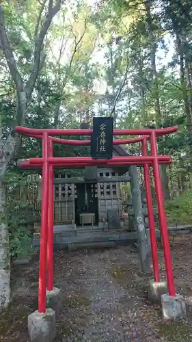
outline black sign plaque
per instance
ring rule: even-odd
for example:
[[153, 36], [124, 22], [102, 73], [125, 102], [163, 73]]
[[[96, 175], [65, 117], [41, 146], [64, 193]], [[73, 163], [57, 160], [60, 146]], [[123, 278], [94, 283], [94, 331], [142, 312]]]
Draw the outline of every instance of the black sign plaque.
[[94, 159], [110, 159], [113, 157], [113, 118], [93, 118], [92, 157]]

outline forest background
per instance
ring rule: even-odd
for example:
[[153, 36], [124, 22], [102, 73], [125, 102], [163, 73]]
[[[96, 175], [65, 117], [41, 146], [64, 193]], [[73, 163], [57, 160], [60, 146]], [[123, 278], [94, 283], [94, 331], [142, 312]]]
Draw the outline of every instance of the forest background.
[[39, 142], [13, 134], [17, 124], [79, 128], [113, 116], [120, 129], [178, 125], [158, 142], [173, 159], [161, 167], [163, 192], [169, 222], [191, 223], [191, 18], [192, 0], [1, 1], [1, 226], [13, 253], [36, 193], [16, 162], [41, 155]]

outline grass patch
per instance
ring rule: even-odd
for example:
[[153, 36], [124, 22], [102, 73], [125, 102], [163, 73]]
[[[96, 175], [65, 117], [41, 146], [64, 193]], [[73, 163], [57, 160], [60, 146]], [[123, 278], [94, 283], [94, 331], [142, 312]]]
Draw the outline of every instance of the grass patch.
[[139, 292], [146, 291], [147, 285], [145, 278], [138, 277], [137, 274], [132, 272], [129, 268], [121, 266], [112, 267], [109, 270], [109, 274], [122, 285], [126, 285], [128, 288], [133, 287]]
[[13, 300], [7, 310], [0, 314], [0, 340], [16, 341], [15, 337], [27, 328], [28, 315], [37, 308], [36, 298], [18, 298]]
[[172, 342], [191, 342], [192, 329], [188, 322], [179, 321], [161, 324], [159, 326], [160, 337]]
[[64, 302], [68, 308], [90, 306], [92, 304], [90, 300], [81, 291], [77, 292], [72, 295], [68, 295], [64, 298]]
[[[129, 275], [128, 275], [129, 273]], [[123, 285], [129, 285], [133, 281], [130, 270], [125, 267], [112, 267], [109, 270], [111, 276]]]

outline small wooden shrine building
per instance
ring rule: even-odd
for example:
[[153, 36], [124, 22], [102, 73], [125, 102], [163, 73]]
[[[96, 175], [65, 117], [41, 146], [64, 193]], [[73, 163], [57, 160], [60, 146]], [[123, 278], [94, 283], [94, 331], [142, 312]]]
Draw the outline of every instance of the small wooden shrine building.
[[[113, 146], [113, 155], [121, 155], [122, 148]], [[72, 177], [66, 170], [54, 177], [54, 224], [75, 224], [81, 226], [81, 214], [93, 215], [98, 225], [108, 221], [109, 209], [113, 209], [119, 219], [122, 218], [123, 200], [120, 184], [129, 181], [126, 167], [85, 167], [83, 176]], [[39, 200], [42, 184], [40, 183]]]

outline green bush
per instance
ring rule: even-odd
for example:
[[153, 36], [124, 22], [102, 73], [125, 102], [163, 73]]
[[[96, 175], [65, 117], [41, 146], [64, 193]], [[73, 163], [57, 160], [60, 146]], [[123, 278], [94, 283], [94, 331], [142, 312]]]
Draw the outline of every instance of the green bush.
[[179, 197], [167, 201], [165, 207], [169, 224], [192, 223], [192, 191], [184, 192]]

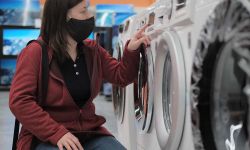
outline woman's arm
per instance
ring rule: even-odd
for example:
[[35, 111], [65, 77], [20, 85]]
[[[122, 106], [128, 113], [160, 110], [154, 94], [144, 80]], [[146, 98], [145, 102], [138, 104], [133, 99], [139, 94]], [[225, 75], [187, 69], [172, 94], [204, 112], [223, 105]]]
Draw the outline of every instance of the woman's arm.
[[37, 104], [41, 53], [41, 47], [32, 43], [18, 56], [10, 89], [9, 107], [25, 129], [40, 140], [56, 145], [68, 130]]
[[149, 37], [144, 34], [146, 28], [147, 25], [126, 43], [120, 62], [111, 57], [105, 49], [99, 46], [104, 79], [123, 87], [134, 81], [139, 69], [140, 51], [138, 49], [141, 44], [145, 46], [150, 44]]

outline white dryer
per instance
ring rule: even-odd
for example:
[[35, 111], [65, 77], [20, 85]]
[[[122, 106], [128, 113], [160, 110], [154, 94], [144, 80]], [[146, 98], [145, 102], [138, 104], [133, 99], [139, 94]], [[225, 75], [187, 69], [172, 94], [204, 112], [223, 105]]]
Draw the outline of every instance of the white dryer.
[[[177, 150], [186, 117], [187, 64], [191, 62], [189, 36], [195, 1], [172, 0], [171, 15], [158, 29], [155, 42], [154, 110], [158, 143], [163, 150]], [[188, 54], [188, 55], [187, 55]]]
[[[131, 32], [135, 29], [134, 16], [124, 21], [120, 28], [119, 42], [113, 53], [113, 57], [118, 61], [121, 60], [123, 50], [127, 40], [130, 38]], [[127, 87], [119, 87], [113, 85], [112, 99], [114, 112], [117, 117], [117, 129], [119, 141], [129, 150], [136, 149], [136, 127], [134, 122], [134, 106], [132, 85]]]
[[189, 109], [196, 149], [250, 149], [247, 139], [250, 11], [245, 2], [224, 0], [200, 32]]

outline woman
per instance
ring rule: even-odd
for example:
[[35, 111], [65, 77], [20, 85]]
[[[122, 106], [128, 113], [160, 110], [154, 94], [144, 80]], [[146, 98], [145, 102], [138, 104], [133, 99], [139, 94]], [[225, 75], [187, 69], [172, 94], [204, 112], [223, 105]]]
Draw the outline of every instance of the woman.
[[[21, 122], [17, 149], [125, 149], [102, 125], [93, 99], [102, 80], [126, 86], [137, 74], [141, 44], [149, 38], [139, 31], [127, 44], [121, 62], [94, 41], [94, 18], [85, 0], [46, 0], [41, 37], [48, 45], [49, 81], [42, 105], [41, 47], [31, 43], [19, 55], [10, 91], [10, 109]], [[36, 148], [31, 145], [36, 143]]]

- - - - -

#### [TÂCHE À TRAITER]
Recopiez les lignes de tous les enregistrements en substituant « for each instance » à « per instance », sans rien modifier d'autre. Laissez les images hors de votre réponse.

#### [RÉPONSE PROPOSÉE]
outline black sign plaque
for each instance
ring rule: even-odd
for example:
[[153, 36], [124, 22], [102, 73], [125, 102], [163, 73]]
[[[96, 175], [65, 117], [41, 146], [64, 193]], [[73, 163], [57, 160], [60, 146]], [[123, 278], [94, 283], [94, 331], [142, 312]]]
Draw the outline of every instance of the black sign plaque.
[[94, 159], [110, 159], [113, 157], [113, 118], [93, 118], [92, 157]]

outline forest background
for each instance
ring rule: even-odd
for example:
[[153, 36], [124, 22], [102, 73], [125, 102], [163, 73]]
[[[96, 175], [65, 117], [41, 146], [64, 193]], [[73, 163], [57, 160], [60, 146]], [[123, 278], [94, 283], [94, 331], [142, 312]]]
Draw the outline of every instance of the forest background.
[[39, 142], [13, 134], [17, 124], [79, 128], [113, 116], [120, 129], [178, 125], [158, 142], [173, 159], [161, 167], [163, 192], [169, 222], [191, 223], [191, 18], [192, 0], [1, 1], [1, 226], [13, 253], [36, 193], [16, 162], [41, 155]]

outline grass patch
for each instance
ring rule: even-odd
for example:
[[153, 36], [124, 22], [102, 73], [125, 102], [163, 73]]
[[[96, 175], [65, 117], [41, 146], [64, 193]], [[73, 163], [57, 160], [60, 146]], [[123, 278], [94, 283], [94, 331], [142, 312]]]
Draw the outline of every instance of the grass patch.
[[139, 292], [146, 291], [147, 285], [145, 278], [138, 277], [137, 274], [132, 272], [129, 268], [121, 266], [112, 267], [109, 270], [109, 274], [122, 285], [126, 285], [128, 288], [133, 287]]
[[13, 300], [7, 310], [0, 314], [0, 340], [16, 341], [15, 337], [27, 328], [28, 315], [37, 308], [36, 298], [18, 298]]
[[172, 342], [191, 342], [192, 329], [188, 322], [179, 321], [161, 324], [159, 326], [160, 337]]
[[64, 302], [68, 308], [90, 306], [92, 304], [90, 300], [81, 291], [77, 292], [72, 295], [68, 295], [64, 298]]
[[[129, 275], [128, 275], [129, 273]], [[123, 285], [129, 285], [133, 281], [130, 270], [125, 267], [112, 267], [109, 270], [111, 276]]]

outline small wooden shrine building
for each instance
ring rule: even-odd
for example:
[[153, 36], [124, 22], [102, 73], [125, 102], [163, 73]]
[[[96, 175], [65, 117], [41, 146], [64, 193]], [[73, 163], [57, 160], [60, 146]], [[123, 278], [94, 283], [94, 331], [142, 312]]]
Draw the outline of every instance of the small wooden shrine building.
[[[113, 146], [113, 155], [121, 155], [122, 148]], [[72, 177], [66, 170], [54, 177], [54, 224], [75, 224], [81, 226], [81, 214], [93, 215], [98, 225], [108, 221], [109, 209], [113, 209], [119, 219], [122, 218], [123, 200], [120, 184], [129, 181], [126, 167], [85, 167], [83, 176]], [[39, 200], [42, 184], [40, 183]]]

outline green bush
for each instance
ring rule: even-odd
for example:
[[153, 36], [124, 22], [102, 73], [125, 102], [163, 73]]
[[[96, 175], [65, 117], [41, 146], [64, 193]], [[73, 163], [57, 160], [60, 146]], [[123, 278], [94, 283], [94, 331], [142, 312]]]
Draw the outline of every instance of the green bush.
[[179, 197], [167, 201], [165, 207], [169, 224], [192, 223], [192, 191], [184, 192]]

outline woman's arm
for each instance
ring rule: even-odd
for example:
[[35, 111], [65, 77], [20, 85]]
[[[122, 106], [128, 113], [160, 110], [154, 94], [144, 80]], [[146, 98], [145, 102], [138, 104], [133, 99], [139, 94]], [[225, 75], [187, 69], [172, 94], [204, 112], [223, 105]]]
Draw the outline of every instance of the woman's arm.
[[37, 104], [41, 53], [41, 47], [32, 43], [18, 56], [10, 89], [9, 107], [25, 129], [40, 140], [56, 145], [68, 130]]
[[149, 37], [144, 34], [146, 28], [147, 25], [126, 43], [120, 62], [111, 57], [105, 49], [99, 46], [104, 79], [123, 87], [134, 81], [139, 69], [140, 51], [138, 49], [141, 44], [145, 46], [150, 44]]

outline white dryer
for each instance
ring rule: even-odd
for example:
[[35, 111], [65, 77], [20, 85]]
[[[122, 106], [128, 113], [160, 110], [154, 94], [144, 80]], [[146, 98], [145, 102], [138, 104], [133, 99], [139, 94]], [[225, 75], [187, 69], [172, 94], [204, 112], [223, 105]]]
Draw the outline of every instance of the white dryer.
[[[177, 150], [186, 117], [187, 64], [191, 62], [189, 36], [195, 1], [172, 0], [171, 15], [158, 29], [155, 42], [154, 110], [158, 143], [163, 150]], [[188, 54], [188, 55], [187, 55]]]
[[[131, 32], [135, 29], [134, 16], [124, 21], [120, 28], [119, 42], [113, 53], [113, 57], [118, 61], [121, 60], [123, 50], [127, 40], [130, 38]], [[127, 87], [119, 87], [113, 85], [112, 99], [114, 112], [117, 117], [117, 129], [119, 141], [129, 150], [136, 149], [136, 127], [134, 122], [134, 106], [132, 85]]]
[[189, 109], [196, 149], [250, 149], [247, 139], [250, 11], [245, 2], [224, 0], [200, 32]]

outline woman
for each instance
ring rule: even-odd
for example:
[[35, 111], [65, 77], [20, 85]]
[[[122, 106], [128, 113], [160, 110], [154, 94], [144, 80]], [[146, 98], [145, 102], [138, 104], [133, 99], [139, 94]], [[225, 75], [187, 69], [172, 94], [204, 112], [223, 105]]]
Draw the outline of every instance of the woman.
[[[21, 122], [17, 149], [125, 149], [102, 125], [93, 99], [102, 80], [126, 86], [137, 74], [141, 44], [149, 38], [139, 31], [127, 44], [121, 62], [94, 41], [94, 18], [85, 0], [46, 0], [41, 37], [48, 45], [49, 81], [42, 105], [41, 47], [31, 43], [19, 55], [10, 91], [10, 109]], [[36, 148], [31, 145], [36, 143]]]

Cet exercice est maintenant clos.